[What is expected]: Find every line in the data that contains the word "water". Return each of those lines.

*** Input data Section Begins ***

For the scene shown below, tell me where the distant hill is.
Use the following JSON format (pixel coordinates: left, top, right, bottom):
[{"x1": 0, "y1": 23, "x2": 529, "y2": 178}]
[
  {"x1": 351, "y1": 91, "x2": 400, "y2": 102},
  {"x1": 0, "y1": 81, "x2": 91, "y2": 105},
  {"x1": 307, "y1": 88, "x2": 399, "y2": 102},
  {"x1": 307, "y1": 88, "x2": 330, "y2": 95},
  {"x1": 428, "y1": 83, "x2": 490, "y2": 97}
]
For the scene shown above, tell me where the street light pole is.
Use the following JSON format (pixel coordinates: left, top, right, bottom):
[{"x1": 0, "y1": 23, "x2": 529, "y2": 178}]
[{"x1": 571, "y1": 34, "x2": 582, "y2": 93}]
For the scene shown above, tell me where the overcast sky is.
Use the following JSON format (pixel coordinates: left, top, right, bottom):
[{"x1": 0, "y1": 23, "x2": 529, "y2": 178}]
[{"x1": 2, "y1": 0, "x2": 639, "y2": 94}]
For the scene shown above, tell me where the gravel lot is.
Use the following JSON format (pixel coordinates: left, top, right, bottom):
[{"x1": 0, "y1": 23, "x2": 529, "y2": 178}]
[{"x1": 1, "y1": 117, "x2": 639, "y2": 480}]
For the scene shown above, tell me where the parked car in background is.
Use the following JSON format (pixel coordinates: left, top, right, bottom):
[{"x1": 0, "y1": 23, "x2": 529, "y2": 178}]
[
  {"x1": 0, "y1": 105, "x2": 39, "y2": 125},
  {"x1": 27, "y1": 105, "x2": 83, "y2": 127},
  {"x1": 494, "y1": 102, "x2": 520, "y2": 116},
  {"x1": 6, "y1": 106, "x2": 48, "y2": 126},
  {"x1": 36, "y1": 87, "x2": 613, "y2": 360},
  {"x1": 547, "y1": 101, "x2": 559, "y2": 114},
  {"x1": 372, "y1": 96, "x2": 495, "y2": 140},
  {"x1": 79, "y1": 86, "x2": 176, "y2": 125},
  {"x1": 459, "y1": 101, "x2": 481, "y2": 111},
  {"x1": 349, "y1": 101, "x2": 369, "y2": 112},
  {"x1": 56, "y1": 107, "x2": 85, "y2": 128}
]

*** Input data Section Ends ***
*** Input data Section Begins ***

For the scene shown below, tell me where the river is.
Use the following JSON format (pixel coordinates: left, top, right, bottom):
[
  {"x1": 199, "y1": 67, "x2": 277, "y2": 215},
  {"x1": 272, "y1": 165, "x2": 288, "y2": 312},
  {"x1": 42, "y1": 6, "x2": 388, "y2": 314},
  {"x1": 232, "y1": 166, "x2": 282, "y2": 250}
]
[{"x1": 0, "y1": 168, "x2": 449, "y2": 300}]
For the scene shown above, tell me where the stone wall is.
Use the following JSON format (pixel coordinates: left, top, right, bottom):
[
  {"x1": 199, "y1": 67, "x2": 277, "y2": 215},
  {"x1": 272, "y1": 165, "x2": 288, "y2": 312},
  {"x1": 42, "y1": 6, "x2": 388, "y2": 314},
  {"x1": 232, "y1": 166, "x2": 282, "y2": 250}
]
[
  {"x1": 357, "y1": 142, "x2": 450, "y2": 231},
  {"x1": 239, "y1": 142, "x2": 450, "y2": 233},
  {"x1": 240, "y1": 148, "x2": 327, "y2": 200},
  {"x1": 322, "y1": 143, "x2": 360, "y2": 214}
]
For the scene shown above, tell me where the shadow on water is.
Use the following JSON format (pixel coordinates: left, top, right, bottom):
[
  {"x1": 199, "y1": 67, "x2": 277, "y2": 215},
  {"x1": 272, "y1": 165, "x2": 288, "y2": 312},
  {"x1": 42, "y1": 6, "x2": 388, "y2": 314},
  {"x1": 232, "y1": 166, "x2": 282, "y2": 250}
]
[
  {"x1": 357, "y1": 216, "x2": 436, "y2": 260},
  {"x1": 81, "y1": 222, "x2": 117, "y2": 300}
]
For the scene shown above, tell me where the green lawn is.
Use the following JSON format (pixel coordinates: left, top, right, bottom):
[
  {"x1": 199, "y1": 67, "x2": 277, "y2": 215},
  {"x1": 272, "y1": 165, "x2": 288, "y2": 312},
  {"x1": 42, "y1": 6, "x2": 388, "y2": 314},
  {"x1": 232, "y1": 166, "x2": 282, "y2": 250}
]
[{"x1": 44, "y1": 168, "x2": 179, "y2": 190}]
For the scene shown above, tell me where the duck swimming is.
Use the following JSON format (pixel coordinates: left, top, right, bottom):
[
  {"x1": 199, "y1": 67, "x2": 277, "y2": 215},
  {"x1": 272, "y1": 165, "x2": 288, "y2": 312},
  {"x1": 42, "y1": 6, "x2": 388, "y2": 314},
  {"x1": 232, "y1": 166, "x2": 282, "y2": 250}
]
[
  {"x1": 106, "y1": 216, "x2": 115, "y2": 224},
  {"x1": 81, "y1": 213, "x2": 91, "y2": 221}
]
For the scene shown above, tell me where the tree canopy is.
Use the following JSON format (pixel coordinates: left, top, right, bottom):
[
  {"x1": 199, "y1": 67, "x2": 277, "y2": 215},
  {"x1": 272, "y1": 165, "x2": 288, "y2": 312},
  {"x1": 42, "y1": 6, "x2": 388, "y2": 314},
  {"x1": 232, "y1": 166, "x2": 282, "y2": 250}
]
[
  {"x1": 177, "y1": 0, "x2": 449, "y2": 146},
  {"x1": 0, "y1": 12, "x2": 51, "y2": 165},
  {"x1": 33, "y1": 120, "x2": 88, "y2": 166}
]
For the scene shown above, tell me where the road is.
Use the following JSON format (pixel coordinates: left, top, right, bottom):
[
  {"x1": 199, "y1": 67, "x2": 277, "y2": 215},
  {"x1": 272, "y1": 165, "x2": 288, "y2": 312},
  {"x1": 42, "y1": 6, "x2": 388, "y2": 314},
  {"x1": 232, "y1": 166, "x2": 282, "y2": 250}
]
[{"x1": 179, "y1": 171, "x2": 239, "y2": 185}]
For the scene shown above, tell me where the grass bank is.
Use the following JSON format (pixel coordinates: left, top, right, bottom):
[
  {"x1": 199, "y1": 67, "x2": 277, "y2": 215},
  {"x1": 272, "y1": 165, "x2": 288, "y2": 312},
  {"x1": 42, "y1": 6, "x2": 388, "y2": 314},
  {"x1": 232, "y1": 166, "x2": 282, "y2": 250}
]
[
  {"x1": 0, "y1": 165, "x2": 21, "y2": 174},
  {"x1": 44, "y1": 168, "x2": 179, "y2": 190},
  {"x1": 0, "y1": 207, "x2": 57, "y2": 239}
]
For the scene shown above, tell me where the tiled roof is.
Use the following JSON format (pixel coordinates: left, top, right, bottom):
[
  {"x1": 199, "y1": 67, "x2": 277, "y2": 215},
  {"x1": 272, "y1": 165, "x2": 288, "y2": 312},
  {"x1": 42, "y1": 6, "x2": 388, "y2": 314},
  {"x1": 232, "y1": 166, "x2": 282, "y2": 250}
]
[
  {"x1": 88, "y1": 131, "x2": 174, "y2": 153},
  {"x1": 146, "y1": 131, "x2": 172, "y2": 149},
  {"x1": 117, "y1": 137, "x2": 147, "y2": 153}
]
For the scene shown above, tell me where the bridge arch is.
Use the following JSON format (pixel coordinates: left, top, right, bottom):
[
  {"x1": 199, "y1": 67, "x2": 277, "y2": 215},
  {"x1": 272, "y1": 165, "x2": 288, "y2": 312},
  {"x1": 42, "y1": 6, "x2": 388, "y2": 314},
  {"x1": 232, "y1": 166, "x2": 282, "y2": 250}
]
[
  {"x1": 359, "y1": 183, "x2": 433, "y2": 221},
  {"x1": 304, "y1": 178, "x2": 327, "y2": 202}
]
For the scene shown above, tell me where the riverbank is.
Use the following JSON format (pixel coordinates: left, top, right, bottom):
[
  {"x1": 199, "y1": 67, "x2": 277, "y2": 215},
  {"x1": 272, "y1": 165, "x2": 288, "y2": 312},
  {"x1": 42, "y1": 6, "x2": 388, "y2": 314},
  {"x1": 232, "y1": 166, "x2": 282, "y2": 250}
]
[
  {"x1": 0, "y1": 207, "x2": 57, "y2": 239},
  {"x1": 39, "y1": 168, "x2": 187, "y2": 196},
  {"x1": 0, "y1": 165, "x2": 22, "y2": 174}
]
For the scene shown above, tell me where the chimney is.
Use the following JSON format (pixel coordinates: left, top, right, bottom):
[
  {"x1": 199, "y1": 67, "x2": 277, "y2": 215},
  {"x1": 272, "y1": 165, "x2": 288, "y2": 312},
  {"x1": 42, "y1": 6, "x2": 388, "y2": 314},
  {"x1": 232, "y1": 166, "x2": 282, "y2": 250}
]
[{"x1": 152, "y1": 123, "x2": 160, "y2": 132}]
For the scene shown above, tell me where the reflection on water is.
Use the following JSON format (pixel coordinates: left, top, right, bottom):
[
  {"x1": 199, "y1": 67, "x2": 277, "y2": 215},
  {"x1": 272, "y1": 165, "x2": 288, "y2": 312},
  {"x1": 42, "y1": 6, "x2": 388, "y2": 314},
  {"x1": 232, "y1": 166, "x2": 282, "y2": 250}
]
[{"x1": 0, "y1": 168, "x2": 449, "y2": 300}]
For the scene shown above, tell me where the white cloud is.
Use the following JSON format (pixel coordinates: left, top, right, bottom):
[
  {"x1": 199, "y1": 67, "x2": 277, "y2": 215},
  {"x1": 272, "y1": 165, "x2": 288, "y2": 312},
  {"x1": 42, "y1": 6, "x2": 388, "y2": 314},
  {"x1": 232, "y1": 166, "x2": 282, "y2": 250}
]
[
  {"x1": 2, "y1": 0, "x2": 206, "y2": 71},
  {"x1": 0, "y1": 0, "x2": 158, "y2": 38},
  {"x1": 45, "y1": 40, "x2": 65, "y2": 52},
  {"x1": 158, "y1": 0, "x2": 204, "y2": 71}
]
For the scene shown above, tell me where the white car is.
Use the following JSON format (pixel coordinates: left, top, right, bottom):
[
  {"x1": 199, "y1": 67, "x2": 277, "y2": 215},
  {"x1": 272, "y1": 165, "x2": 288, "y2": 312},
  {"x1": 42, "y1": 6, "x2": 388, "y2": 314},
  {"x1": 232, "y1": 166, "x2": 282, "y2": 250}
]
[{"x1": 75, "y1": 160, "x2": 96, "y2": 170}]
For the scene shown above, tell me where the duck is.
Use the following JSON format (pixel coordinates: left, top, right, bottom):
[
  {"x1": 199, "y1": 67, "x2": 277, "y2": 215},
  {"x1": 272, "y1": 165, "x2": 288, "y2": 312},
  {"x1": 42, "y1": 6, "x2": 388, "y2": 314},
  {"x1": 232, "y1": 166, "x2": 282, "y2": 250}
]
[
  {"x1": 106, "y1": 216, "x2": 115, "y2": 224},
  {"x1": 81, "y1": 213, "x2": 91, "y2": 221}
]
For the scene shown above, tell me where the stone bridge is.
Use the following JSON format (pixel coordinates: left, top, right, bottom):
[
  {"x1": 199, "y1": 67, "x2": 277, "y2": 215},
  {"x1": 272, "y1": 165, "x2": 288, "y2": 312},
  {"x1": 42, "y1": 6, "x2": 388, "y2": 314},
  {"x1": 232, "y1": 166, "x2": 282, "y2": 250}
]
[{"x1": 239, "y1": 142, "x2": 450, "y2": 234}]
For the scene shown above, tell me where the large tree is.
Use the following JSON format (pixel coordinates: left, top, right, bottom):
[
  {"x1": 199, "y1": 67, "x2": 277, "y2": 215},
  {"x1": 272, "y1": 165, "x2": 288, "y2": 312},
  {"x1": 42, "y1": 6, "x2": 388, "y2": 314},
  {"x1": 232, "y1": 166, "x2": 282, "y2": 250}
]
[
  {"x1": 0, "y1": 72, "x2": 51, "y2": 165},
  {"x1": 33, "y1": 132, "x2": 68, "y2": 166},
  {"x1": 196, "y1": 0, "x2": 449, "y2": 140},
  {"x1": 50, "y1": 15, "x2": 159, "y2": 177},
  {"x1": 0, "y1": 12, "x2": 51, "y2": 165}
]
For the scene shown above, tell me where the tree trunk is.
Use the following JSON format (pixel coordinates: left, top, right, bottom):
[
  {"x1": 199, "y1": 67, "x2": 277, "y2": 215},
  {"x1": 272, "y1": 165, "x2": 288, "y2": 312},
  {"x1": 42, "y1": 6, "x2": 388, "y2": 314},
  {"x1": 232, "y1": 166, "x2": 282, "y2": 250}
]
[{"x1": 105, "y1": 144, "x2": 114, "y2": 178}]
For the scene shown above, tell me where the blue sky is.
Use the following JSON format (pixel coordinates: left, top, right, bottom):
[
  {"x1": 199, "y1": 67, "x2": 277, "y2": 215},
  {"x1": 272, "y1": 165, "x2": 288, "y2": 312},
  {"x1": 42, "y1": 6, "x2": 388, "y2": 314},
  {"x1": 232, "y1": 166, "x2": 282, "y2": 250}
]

*** Input data Section Ends ***

[Solution for this exercise]:
For the scene shown above, tell me where the shadow on water is.
For the scene shown above, tell me where the reflection on water is.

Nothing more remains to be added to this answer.